--- Task data Enclosed Below ---
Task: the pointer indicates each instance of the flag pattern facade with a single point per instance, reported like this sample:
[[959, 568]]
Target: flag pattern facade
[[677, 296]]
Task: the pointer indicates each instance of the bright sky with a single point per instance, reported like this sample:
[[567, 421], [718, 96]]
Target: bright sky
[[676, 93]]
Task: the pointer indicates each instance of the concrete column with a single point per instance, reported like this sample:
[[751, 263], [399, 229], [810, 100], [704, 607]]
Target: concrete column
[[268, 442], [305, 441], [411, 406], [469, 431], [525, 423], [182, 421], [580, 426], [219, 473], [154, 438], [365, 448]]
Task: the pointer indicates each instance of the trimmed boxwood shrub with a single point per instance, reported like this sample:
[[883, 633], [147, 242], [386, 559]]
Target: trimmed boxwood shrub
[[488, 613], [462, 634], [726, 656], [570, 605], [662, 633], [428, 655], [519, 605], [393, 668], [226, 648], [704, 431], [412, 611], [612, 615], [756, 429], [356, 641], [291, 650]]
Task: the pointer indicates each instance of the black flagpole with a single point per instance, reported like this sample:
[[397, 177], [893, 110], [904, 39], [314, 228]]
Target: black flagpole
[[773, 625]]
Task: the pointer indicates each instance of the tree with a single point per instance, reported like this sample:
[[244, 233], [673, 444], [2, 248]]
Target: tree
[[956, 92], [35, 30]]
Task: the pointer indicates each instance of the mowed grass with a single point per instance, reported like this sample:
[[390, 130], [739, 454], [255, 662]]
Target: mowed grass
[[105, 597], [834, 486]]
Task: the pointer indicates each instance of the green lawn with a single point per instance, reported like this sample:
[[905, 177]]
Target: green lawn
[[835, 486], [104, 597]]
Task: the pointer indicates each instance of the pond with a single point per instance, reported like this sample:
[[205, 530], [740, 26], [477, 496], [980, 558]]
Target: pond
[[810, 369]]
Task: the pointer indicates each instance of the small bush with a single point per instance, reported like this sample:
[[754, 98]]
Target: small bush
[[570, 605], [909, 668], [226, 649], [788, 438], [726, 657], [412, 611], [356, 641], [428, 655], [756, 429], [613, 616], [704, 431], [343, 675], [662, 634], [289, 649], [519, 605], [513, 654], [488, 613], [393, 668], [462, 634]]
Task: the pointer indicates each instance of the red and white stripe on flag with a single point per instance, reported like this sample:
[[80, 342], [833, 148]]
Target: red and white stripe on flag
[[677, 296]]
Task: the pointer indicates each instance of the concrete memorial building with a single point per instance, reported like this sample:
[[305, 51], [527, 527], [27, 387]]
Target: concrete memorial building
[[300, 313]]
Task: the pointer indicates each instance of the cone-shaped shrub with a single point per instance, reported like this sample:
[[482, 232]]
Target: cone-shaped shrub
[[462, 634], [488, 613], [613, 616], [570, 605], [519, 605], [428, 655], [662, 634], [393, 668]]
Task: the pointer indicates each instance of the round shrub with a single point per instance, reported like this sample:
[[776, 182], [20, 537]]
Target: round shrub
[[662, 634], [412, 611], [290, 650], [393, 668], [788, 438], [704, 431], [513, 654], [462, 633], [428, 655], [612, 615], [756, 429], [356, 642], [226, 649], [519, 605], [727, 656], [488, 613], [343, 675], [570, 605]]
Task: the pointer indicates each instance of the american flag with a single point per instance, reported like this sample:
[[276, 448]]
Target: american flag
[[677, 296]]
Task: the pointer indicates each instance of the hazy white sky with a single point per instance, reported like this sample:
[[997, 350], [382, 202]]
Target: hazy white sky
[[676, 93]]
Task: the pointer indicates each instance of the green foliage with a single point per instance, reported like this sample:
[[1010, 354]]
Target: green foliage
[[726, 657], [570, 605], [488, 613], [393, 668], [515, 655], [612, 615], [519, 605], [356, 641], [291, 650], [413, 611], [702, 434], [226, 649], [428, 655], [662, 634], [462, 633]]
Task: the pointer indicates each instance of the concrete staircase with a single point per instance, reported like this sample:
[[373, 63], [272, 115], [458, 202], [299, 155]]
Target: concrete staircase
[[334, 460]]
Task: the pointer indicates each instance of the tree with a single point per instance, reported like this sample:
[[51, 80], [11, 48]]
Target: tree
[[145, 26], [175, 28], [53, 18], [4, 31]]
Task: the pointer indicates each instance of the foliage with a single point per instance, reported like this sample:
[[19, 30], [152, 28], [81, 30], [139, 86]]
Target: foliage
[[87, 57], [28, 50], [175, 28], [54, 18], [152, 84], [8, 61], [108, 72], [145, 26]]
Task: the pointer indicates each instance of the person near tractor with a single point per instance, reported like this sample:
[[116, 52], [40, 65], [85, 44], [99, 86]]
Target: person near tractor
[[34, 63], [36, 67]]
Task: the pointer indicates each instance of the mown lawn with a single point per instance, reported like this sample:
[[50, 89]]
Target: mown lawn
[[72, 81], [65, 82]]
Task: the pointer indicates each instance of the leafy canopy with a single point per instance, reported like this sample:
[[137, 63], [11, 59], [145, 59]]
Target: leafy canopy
--- End of Enclosed Task data ---
▶ _What the task requires_: For this exercise, repeat each line of the listing exactly.

▶ _Your solution_:
Task: the pointer indicates each instance of the flag pattern facade with a single point per instance, reported like this sample:
[[959, 568]]
Target: flag pattern facade
[[677, 296]]
Task: the pointer indicates each instance of the bright sky with a single point per instance, reported like this sample:
[[567, 421], [718, 96]]
Target: bright sky
[[676, 93]]
Task: the pointer indicates each instance of the concrete column with a single point per instance, reported like this sample:
[[751, 263], [399, 229], [810, 100], [704, 607]]
Target: concrete column
[[268, 442], [305, 441], [411, 406], [469, 431], [525, 423], [182, 421], [580, 426], [219, 473], [154, 438], [365, 448]]
Task: the pointer indicates each instance of the trimmed boxwood shrub with a single point per instance, reported like this sample:
[[883, 633], [147, 242], [386, 559]]
Target: trimmed boxwood shrub
[[488, 613], [462, 634], [726, 656], [570, 605], [662, 633], [428, 655], [519, 605], [393, 668], [226, 648], [704, 431], [412, 611], [612, 615], [756, 429], [356, 641], [291, 650]]
Task: the pointer indicates each instance of the black flagpole with a single point per instance, reported like this sample:
[[397, 177], [893, 110], [904, 39], [314, 228]]
Target: black flagpole
[[773, 625]]
Task: the pointer indicates each instance of the tree with a single point per instance, reported like this sample:
[[244, 233], [673, 444], [2, 248]]
Target: tree
[[956, 92], [35, 30]]
Task: the pointer indicates each instance of the mowed grass with a single point per instance, reported like this sample:
[[390, 130], [739, 454], [255, 662]]
Target: mowed grass
[[105, 597], [834, 486]]
Task: the pointer indicates each instance of the green lawn with a single point per instance, reported like this sample:
[[905, 177]]
Target: green lawn
[[835, 486], [104, 597]]
Task: the pointer indicates each instance of the pond with a single point per instance, reported like this sample:
[[205, 530], [740, 26], [477, 496], [980, 558]]
Target: pond
[[810, 369]]
Task: the pointer indicates each instance of the small bush with a single point per instance, reported like this sample:
[[754, 98]]
Target: small bush
[[570, 605], [909, 668], [226, 649], [788, 438], [726, 657], [412, 611], [356, 641], [428, 655], [756, 429], [613, 616], [704, 431], [343, 675], [662, 634], [289, 649], [519, 605], [513, 654], [488, 613], [393, 668], [462, 634]]
Task: the pointer indicates each instance of the red and white stripe on flag with a single point per instance, reported like this sample:
[[80, 342], [833, 148]]
Target: red and white stripe on flag
[[677, 296]]
Task: the pointer indicates each instance of the concrete memorial building with a single point per instance, reported like this sample:
[[305, 51], [527, 527], [27, 387]]
Target: concrete memorial building
[[300, 313]]
Task: the pointer indicates each instance of the cone-shaped shrub with a single point per instance, reported like this sample:
[[482, 232]]
Target: cone-shaped shrub
[[462, 634], [488, 613], [613, 616], [570, 605], [519, 605], [428, 655], [662, 634], [393, 668]]
Task: the pointer indicates each instance of the round shrub with a single point per instance, reported like this sample:
[[776, 182], [20, 537]]
Target: round shrub
[[662, 634], [412, 611], [290, 650], [393, 668], [788, 438], [704, 431], [513, 654], [462, 633], [428, 655], [612, 615], [756, 429], [356, 642], [226, 649], [519, 605], [727, 656], [488, 613], [343, 675], [570, 605]]
Task: the pointer indicates each instance of the american flag with a single point per instance, reported like this sample:
[[276, 448]]
Target: american flag
[[677, 296]]
Task: the pointer indicates each instance of the hazy white sky with a single point per instance, reported like this sample:
[[997, 350], [382, 202]]
Target: hazy white sky
[[676, 93]]
Task: the pointer indicates each instance of the green foliage with a single point per instance, reported like this sample:
[[1010, 354]]
Target: green foliage
[[726, 657], [570, 605], [488, 613], [393, 668], [515, 655], [612, 615], [519, 605], [356, 641], [291, 650], [413, 611], [702, 434], [226, 649], [428, 655], [662, 634], [462, 633]]
Task: the pointer indicates each instance of the concrete staircase with a single point per instance, reported like this sample:
[[373, 63], [272, 115], [458, 202], [299, 155]]
Target: concrete staircase
[[334, 460]]
Task: the pointer indicates each instance of the tree with a single point per instance, reported like this sample:
[[51, 80], [11, 48]]
Target: tree
[[145, 26], [175, 28], [53, 18], [4, 31]]
Task: the pointer indicates each instance of the foliage with a single point per instance, reported like this sample:
[[19, 30], [152, 28], [81, 30], [139, 86]]
Target: foliage
[[87, 57], [28, 50], [175, 28], [54, 18], [152, 84], [8, 61], [108, 72], [145, 26]]
Task: the pointer indicates each instance of the person near tractor with a single point per instance, reported like this sample:
[[116, 52], [40, 65], [85, 44], [99, 86]]
Target: person near tractor
[[34, 63], [36, 67]]
Task: the pointer indicates each instance of the mown lawn with a single point per instance, reported like this sample:
[[50, 89]]
Target: mown lawn
[[72, 81], [65, 82]]
Task: the pointer indicates each instance of the leafy canopy with a single point per instance, reported like this sample:
[[137, 63], [11, 59], [145, 59]]
Target: leafy canopy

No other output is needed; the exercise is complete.